## WRITTEN EXERCISE
Every line of the material is to be quoted verbatim, minus the pictures.

— Begin INPUT ROWS —

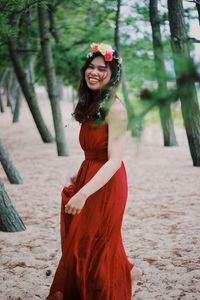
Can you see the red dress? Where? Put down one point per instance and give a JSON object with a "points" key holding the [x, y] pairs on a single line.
{"points": [[94, 265]]}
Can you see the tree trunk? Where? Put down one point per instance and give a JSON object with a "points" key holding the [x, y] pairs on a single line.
{"points": [[28, 91], [9, 168], [187, 90], [198, 10], [50, 76], [164, 108], [8, 84], [2, 87], [18, 101], [9, 218], [1, 104], [124, 88]]}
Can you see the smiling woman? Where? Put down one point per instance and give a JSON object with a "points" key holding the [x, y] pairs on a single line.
{"points": [[94, 265], [97, 74]]}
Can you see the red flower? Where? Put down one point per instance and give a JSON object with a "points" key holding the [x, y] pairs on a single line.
{"points": [[108, 56], [95, 48]]}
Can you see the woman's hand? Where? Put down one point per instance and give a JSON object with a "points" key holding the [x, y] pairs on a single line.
{"points": [[76, 203]]}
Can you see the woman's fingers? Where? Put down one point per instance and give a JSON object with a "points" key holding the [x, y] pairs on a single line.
{"points": [[71, 210]]}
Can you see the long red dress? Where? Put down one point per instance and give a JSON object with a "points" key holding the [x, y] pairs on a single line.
{"points": [[94, 265]]}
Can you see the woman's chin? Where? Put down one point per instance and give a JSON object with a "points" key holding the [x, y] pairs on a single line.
{"points": [[93, 87]]}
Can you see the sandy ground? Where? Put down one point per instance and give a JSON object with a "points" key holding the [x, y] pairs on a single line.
{"points": [[161, 225]]}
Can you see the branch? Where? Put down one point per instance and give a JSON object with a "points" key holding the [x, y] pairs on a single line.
{"points": [[194, 40]]}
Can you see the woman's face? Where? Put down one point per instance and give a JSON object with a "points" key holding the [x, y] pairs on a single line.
{"points": [[97, 74]]}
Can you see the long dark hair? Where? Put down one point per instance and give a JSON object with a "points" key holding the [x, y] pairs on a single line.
{"points": [[102, 100]]}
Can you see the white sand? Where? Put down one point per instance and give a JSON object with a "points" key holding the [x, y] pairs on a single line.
{"points": [[161, 225]]}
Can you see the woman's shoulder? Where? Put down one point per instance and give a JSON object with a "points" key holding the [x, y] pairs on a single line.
{"points": [[117, 111]]}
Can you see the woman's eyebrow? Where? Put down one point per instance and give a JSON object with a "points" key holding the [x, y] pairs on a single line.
{"points": [[98, 66]]}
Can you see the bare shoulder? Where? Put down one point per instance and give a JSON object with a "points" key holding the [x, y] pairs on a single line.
{"points": [[117, 112]]}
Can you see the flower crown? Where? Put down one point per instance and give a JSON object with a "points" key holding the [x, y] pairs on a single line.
{"points": [[106, 50]]}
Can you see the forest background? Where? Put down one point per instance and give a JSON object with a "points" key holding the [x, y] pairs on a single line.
{"points": [[44, 44]]}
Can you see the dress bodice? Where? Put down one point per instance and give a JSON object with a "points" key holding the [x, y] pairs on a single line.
{"points": [[94, 140]]}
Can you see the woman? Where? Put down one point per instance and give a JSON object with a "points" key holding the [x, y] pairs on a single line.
{"points": [[94, 265]]}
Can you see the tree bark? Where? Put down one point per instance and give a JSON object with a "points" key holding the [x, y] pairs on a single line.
{"points": [[50, 76], [18, 101], [9, 168], [124, 87], [187, 90], [28, 91], [10, 221], [164, 107]]}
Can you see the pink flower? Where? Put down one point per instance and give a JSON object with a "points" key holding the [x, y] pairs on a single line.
{"points": [[94, 48], [108, 56]]}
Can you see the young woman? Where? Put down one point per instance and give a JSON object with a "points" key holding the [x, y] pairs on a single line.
{"points": [[94, 265]]}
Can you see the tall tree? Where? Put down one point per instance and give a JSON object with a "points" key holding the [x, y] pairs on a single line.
{"points": [[28, 91], [185, 82], [9, 168], [51, 82], [10, 221], [161, 75], [117, 46]]}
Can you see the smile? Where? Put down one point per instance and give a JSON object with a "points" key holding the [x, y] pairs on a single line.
{"points": [[92, 80]]}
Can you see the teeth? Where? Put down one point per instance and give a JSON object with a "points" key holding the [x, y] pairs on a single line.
{"points": [[92, 80]]}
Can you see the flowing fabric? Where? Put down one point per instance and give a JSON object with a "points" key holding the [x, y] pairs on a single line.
{"points": [[93, 265]]}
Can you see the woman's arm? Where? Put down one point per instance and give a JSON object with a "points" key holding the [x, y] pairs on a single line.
{"points": [[117, 126]]}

— End INPUT ROWS —

## EXERCISE SOLUTION
Can you see the red dress? Where? Put down one point per instance and give a JSON object with a "points" key holding the [x, y] pairs on a single line.
{"points": [[94, 265]]}
Can you see the tree trunk? Where? Put down one point per instance and give a JSON object with a "points" key holding the [x, y] pairs on a single line.
{"points": [[28, 91], [9, 168], [187, 90], [198, 10], [50, 76], [164, 108], [8, 84], [2, 87], [18, 101], [9, 218], [1, 104], [124, 88]]}
Can you see the smiling woman? Where? Put down one point per instance and give a JSON object with a "points" key holding the [x, y] pairs on a single line.
{"points": [[94, 265], [97, 74]]}
Can you see the red flower? Where? Put down one point per instance and give a JSON object with a "points" key holding the [x, y] pairs on a single line.
{"points": [[108, 56], [95, 48]]}
Can you see the woman's hand? Where? Put down one point per instance and give a JSON object with a "points" key holding the [x, y] pairs on a single line.
{"points": [[76, 203]]}
Can you see the woman's fingers? Where? Put down one point per instance and give a JSON object with a "points" key holding the [x, y] pairs on a single line.
{"points": [[71, 210]]}
Can you see the long red dress? Where? Put down one point per instance and give a JSON object with a "points" key holding the [x, y] pairs on a single line.
{"points": [[94, 265]]}
Can you see the woman's chin? Where? Put down one point per instance and give a JSON object with a "points" key holding the [x, y] pairs on a single line.
{"points": [[93, 87]]}
Can you see the sandy ground? Where? Put down one point per instance and give a JSON object with a "points" key holding the [x, y] pairs on a single line.
{"points": [[161, 225]]}
Can you see the branch? Where? Put down one point per instance and give a JSON object with a "points" key holding the [x, y] pairs on a single line.
{"points": [[194, 40]]}
Can you see the woman's face? Where? Put down one point per instance and give a JSON object with a "points" key holding the [x, y] pairs on a single line.
{"points": [[97, 74]]}
Can you see the long dark hair? Where? Put down one point per instance and give a JSON object with a "points" key holding the [x, y] pairs on a single line.
{"points": [[102, 100]]}
Can you see the white sand? Where? Put down one point per instance and give a JSON object with a "points" key holding the [x, y] pairs on a single line.
{"points": [[161, 225]]}
Can you see the woman's shoulder? Where? Put down one point per instance and give a JSON object with a "points" key holding the [x, y] pairs on a single line.
{"points": [[117, 111]]}
Can you see the woman's eyebrow? Where? Put down one point per instance and give a JSON object with a "points" key holding the [x, y] pairs on a single line.
{"points": [[98, 66]]}
Can you see the bare shoulder? Where? Put down one point per instance and give a JSON object with a "points" key holding the [x, y] pairs on a single line.
{"points": [[117, 112]]}
Can you see the flower crown? Where? Put down one point per instance and give a JSON object with a "points" key holding the [x, y] pairs on a single line.
{"points": [[106, 50]]}
Can you see the forest background? Where? Put down one point per instance and give a JSON object with a "points" key holding the [x, y] pairs on a single line.
{"points": [[44, 44]]}
Can you see the dress bodice? Where? Put down one point per instance and give a JSON object with a "points" key holding the [x, y] pairs on a single line.
{"points": [[94, 140]]}
Can you see the woman? Where? Put down one point per instance and give a JSON object with a "points" key holding the [x, y] pairs on a single line.
{"points": [[94, 265]]}
Can you see the tree bark? Where? Put down one point per instance and give a JSON object with a "points" key holding the [x, y] pairs on a single line.
{"points": [[50, 76], [18, 101], [9, 168], [124, 87], [187, 90], [28, 91], [10, 221], [164, 107]]}
Can you see the pink flower? Where? Put down one point per instance and give a JSON object with a "points" key holding the [x, y] pairs on a single line.
{"points": [[94, 48], [108, 56]]}
Can you see the young woman? Where? Put down one point per instance and give a JSON object with a "points" key holding the [x, y] pairs on a single line.
{"points": [[94, 265]]}
Can you see the tall tree? Where? Put down one point per instance and give a JSON object with a "points" key holding the [x, y] pairs on a single line.
{"points": [[28, 91], [185, 82], [9, 168], [51, 82], [10, 221], [161, 75], [117, 46]]}
Can you see the smile? Where? Put down one point per instance and give a JSON object with a "points" key holding the [x, y] pairs on a single line.
{"points": [[92, 80]]}
Can you see the teeth? Where? Put down one point per instance and give a JSON object with a "points" key holding the [x, y] pairs on a single line.
{"points": [[92, 80]]}
Can you see the flowing fabric? Where? Put down one point per instance and give a JSON object with a "points" key holding the [x, y] pairs on a single line.
{"points": [[93, 265]]}
Can you see the woman's arm? Where? Put down one point per instance and give a JSON object with a "points" key holding the [x, y] pairs on a single line.
{"points": [[117, 126]]}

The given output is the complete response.